Selected excerpt:
◇ ◇ ◇ ◇

I am taking the train back to Frankfurt from Paris. I need a change from the cattle car flights, enjoy some scenery, and begin to transition back to where I am most comfortable, home!!!
This trip, like my last several to Europe, started and ends in Frankfurt. I just seems easier and a bit cheaper to fly into a hub, then take a local carrier to my ultimate destination. I headed to Athens from here on the same day. Likewise, my return to the US will be from Frankfurt. I have grown to like this rather gritty, and diversely populated city. But I have yet to find any sauerbraten in all of Germany that compares to my favorite at the Chef Burger in my former hometown of Pleasant Hill.
This was written about 5 years ago:
How many of you have changed planes in Frankfurt over the years? I have changed planes here at least half a dozen times, on the way to or from: Russia, Spain, Portugal, South Africa, to name a few. Frankfurt Main Airport is one of the busiest international airports in the world, and of course, a hub for the state airline, Lufthansa. The airport is the biggest cargo airport in Europe. Over 342 trains daily arrive and depart for other parts of Germany, as well as Europe. But little do I know about this great German city.
I recall from Uncle Murl’s world history class as a sophomore in high school, only a few pertinent facts about Germany. Names pass by, like Charlemagne, the Holy Roman Empire, storming of the Bastille, the Napoleonic Wars, WW 1 and 2, and the old Common Market. In fact, it was Charlemagne, the Kings of the Franks, who gave the city its name, after winning a battle against the Saxons. He called it “Ford of the Franks” or Frankfurt.
I first spent a night here back in the 70s, when the U.S. Army or Air Force had a big presence here. I even had dinner at an air or army base, pretending we were GI’s with long hair. I also stayed in Wiesbaden for many days, and spent a day in Kaiserslautern as well. Frankfurt sells themselves as the largest financial center on the continent. It is home to the European Central Bank, Deutsche Bundesbank, and the Frankfurt Stock Exchange. Over 4 million tourists a year visit this city.
And only one person in three do not hold a German passport. Fully 51% of the population has an immigrant background. Why does this work so well here? Yet, it is only the fifth largest city in Germany, with about 2.3 million people, behind Berlin, Hamburg, Cologne, and Munich, my personal favorite. Catholics (23%) make up the largest segment of religion, followed by Protestants (19%), with Muslims (12%) third. Over 180 nationalities live here peacefully.

◇ ◇ ◇ ◇

Challenge A:
Answer these questions from the Frankfurt text:
(i) How many trains arrive and depart daily from Frankfurt Main Airport?
(ii) Who gave Frankfurt its name?
(iii) Which religious group makes up the largest share of the population?
The Frankfurt text and the records have nothing to do with each other.

◇ ◇ ◇ ◇

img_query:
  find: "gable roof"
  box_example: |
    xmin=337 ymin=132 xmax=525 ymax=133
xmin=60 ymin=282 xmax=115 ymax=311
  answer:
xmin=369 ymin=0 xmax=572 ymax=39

◇ ◇ ◇ ◇

Challenge B: Rename "box_example" to "reference_box" throughout the records and write them out again, with nothing else altered.

Worked answer A:
(i) Over 342
(ii) Charlemagne
(iii) Catholics (23%)

Worked answer B:
img_query:
  find: "gable roof"
  reference_box: |
    xmin=337 ymin=132 xmax=525 ymax=133
xmin=60 ymin=282 xmax=115 ymax=311
  answer:
xmin=369 ymin=0 xmax=572 ymax=39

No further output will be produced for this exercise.